Provided material section start
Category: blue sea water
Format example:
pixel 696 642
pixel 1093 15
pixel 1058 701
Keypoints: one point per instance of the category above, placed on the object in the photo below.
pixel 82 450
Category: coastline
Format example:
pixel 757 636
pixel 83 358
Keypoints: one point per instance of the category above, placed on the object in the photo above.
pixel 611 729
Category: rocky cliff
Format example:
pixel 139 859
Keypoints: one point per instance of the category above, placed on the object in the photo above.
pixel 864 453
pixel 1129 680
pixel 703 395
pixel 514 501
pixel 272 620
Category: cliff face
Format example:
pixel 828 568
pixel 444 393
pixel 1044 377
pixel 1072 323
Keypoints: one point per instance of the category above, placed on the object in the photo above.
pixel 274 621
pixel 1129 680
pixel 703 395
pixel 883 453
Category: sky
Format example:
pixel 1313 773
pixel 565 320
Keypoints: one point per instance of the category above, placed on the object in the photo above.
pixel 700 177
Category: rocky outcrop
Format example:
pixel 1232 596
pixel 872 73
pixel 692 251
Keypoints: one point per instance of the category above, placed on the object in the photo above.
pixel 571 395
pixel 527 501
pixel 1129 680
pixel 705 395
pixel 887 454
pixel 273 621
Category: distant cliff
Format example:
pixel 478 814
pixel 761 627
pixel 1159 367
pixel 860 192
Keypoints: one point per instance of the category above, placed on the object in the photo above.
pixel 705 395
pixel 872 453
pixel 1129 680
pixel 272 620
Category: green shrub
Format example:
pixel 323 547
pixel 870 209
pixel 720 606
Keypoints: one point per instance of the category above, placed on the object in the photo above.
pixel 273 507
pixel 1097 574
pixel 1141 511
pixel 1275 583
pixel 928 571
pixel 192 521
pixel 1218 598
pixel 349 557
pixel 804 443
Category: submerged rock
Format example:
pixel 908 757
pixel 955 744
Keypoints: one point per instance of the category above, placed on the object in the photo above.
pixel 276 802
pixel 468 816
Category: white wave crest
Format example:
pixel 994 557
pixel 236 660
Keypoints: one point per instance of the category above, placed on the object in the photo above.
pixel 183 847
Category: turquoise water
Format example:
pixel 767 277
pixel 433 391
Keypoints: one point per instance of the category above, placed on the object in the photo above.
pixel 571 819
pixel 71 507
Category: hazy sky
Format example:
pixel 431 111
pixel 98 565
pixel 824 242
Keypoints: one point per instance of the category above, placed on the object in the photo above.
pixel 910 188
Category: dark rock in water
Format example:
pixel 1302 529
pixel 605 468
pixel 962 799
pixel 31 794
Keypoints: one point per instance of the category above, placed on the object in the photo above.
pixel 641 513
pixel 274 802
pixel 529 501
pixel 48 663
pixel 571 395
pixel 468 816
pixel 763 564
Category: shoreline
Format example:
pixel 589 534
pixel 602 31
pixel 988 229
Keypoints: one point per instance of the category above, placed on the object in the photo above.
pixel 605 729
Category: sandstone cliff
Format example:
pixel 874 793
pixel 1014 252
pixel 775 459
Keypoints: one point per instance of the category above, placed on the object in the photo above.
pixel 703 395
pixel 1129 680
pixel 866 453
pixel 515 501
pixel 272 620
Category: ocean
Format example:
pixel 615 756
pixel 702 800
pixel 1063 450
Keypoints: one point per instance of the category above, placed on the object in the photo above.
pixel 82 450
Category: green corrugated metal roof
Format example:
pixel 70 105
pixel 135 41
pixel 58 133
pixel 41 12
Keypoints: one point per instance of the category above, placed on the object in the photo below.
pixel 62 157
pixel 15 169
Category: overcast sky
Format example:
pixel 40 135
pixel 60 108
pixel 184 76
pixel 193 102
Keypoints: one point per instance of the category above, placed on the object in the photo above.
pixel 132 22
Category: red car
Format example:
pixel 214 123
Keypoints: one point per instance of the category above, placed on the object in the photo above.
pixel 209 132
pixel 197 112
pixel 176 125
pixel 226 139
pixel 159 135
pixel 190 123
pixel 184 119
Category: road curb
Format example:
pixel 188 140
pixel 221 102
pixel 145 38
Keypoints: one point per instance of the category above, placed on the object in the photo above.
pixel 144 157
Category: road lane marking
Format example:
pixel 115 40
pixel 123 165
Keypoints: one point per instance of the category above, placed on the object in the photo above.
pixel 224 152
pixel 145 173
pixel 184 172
Provided material section end
#### The problem:
Go through the records above and return every line that holds the string "water".

#### Your response:
Category: blue sea water
Category: turquoise water
Category: dark rock in water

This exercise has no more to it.